▶ [Lesetext]:

++++++++

Kirchenbauwerke gehören in Mitteldeutschland zu fast jedem Ort. Im Alltag sind sie bekannt als Wahrzeichen, Ortsmittelpunkt oder Orientierungsmarke, sie haben architektonisch, kunsthistorisch und regionalgeschichtlich vielfältige Bedeutung. Doch die Zukunft vieler Kirchen ist bedroht: Dutzende von ihnen haben ihre Funktion verloren, einige sind bereits spurlos aus dem Ortsbild verschwunden. Zeit zur Erinnerung an verschwundene Kirchen – und was mit ihnen unwiderruflich verloren gegangen ist.

Die Lutherkirche war eine evangelische Kirche in der Friedrichstadt, Magdeburgs jetzigem Stadtteil Brückfeld: Preußens König Friedrich Wilhelm II. schenkte sie am 8. Mai 1798 der Kirchgemeinde, Standort war der Heumarkt nahe der heutigen Anna-Ebert-Brücke. 1820 steuerte die Stadt eine Orgel als Geschenk bei, 1822 wurde eine Kirchenglocke angeschafft und 1824 die Turmuhr.

Da die Einwohnerzahl und damit auch die Zahl der Gläubigen wuchsen, wurde sie bald zu eng. 1847 wandte sich die Kirchgemeinde mit dem Anliegen, ein neues Gotteshaus zu bauen, an die preußische Regierung; der Neubau wurde am 4. November 1865 bewilligt.

Die Grundsteinlegung erfolgte 1880. Es entstand ein neogotischer Backsteinbau mit vier Jochen im Stil norddeutscher Backsteingotik, der Ostgiebel war nach bürgerlicher Hanse-Architektur gestaltet. Das neue Kirchengebäude wurde 1882 geweiht. Fünfzehn Jahre später, am 22. Januar 1897, erhielt es den offiziellen Namen Lutherkirche – genehmigt vom König am 12. April 1896.

Magdeburg hat dieses Lutherdenkmal, doch die Lutherkirche wurde 1951 aus dem Stadtbild radiert. Foto Andrzej Otrębski, CC BY-SA 4.0, https https://commons.wikimedia.org/wiki/File:Magdeburg_pomnik_Lutra.jpg
Magdeburg hat dieses Lutherdenkmal, doch die Lutherkirche wurde 1951 aus dem Stadtbild radiert.

++++++++

▶ [Datenauszug]:
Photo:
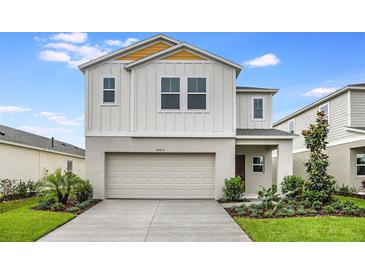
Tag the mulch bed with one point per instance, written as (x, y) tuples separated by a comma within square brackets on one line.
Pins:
[(233, 201), (72, 203), (337, 213), (352, 195)]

++++++++

▶ [Gestellte Aufgabe]:
Gib aus dem Lesetext den Abschnitt wortgetreu wieder, der mit „Kirchenbauwerke gehören in“ beginnt und sich bis einschließlich „verloren gegangen ist.“ fortsetzt.

▶ [Ergebnis der Aufgabe]:
Kirchenbauwerke gehören in Mitteldeutschland zu fast jedem Ort. Im Alltag sind sie bekannt als Wahrzeichen, Ortsmittelpunkt oder Orientierungsmarke, sie haben architektonisch, kunsthistorisch und regionalgeschichtlich vielfältige Bedeutung. Doch die Zukunft vieler Kirchen ist bedroht: Dutzende von ihnen haben ihre Funktion verloren, einige sind bereits spurlos aus dem Ortsbild verschwunden. Zeit zur Erinnerung an verschwundene Kirchen – und was mit ihnen unwiderruflich verloren gegangen ist.